**What you should do**:
Scale the material from its first line down to and including the line containing "M 518 392 L", writing all of those lines again. Multiply every coordinate in the answers by 2.3 and round to whole numbers, with halves going up; keep every other number as it is, including the numbers in the sample replies.

**The records**:
—————
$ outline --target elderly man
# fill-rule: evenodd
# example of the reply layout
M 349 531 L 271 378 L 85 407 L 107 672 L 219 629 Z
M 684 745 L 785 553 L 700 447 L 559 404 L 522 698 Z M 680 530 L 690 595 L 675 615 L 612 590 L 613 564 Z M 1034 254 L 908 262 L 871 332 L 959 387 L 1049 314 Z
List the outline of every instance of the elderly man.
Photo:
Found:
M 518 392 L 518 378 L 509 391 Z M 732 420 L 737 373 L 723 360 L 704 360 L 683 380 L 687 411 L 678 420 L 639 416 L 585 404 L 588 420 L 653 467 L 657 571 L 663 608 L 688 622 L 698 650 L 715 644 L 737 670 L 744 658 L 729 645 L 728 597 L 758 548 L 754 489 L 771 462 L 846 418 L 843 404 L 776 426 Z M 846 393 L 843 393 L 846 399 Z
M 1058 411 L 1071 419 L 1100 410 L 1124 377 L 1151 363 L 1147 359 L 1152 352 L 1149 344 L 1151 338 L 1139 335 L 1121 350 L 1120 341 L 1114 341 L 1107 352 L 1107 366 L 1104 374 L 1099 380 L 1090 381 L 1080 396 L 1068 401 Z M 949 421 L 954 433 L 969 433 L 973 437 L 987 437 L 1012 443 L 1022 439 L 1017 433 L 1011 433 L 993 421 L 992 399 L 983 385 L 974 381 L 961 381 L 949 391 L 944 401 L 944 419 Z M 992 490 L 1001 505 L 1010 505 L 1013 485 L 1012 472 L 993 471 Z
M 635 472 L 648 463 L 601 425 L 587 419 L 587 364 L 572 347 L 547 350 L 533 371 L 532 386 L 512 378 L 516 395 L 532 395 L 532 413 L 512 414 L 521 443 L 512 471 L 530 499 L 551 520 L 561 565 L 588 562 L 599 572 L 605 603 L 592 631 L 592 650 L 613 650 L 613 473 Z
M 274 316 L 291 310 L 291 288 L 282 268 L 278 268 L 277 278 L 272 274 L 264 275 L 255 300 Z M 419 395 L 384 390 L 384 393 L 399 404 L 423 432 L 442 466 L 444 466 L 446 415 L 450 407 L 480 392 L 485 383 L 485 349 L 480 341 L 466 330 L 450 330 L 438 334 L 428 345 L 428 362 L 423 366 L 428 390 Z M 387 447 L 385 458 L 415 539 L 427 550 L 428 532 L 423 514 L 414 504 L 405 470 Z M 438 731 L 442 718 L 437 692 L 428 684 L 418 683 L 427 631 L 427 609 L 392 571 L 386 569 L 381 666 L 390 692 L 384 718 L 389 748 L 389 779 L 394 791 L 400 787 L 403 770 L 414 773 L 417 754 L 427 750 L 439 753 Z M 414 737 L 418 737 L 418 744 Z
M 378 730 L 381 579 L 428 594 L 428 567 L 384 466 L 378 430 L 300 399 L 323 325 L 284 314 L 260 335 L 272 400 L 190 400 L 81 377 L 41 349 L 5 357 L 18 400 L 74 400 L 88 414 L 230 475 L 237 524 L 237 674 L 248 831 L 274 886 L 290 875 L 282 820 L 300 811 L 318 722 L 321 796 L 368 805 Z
—————
**Task response**:
$ outline --target elderly man
# fill-rule: evenodd
# example of the reply layout
M 349 531 L 271 378 L 85 407 L 107 672 L 219 629 Z
M 684 745 L 785 553 L 700 447 L 559 404 L 522 698 Z M 680 530 L 690 595 L 675 615 L 612 590 L 613 564 Z M 1034 254 L 908 262 L 871 332 L 959 387 L 1049 314 Z
List the outline of every instance of the elderly man.
Photo:
Found:
M 1191 902 L 1191 869 L 1171 899 Z M 1684 966 L 1695 858 L 1663 828 L 1619 828 L 1571 874 L 1580 945 L 1559 966 L 1470 957 L 1346 929 L 1352 966 L 1502 1074 L 1511 1313 L 1525 1398 L 1582 1431 L 1605 1495 L 1645 1481 L 1695 1541 L 1711 1513 L 1677 1484 L 1674 1373 L 1743 1260 L 1734 1125 L 1773 1063 L 1946 961 L 1939 929 L 1785 980 Z M 1946 904 L 1939 904 L 1946 918 Z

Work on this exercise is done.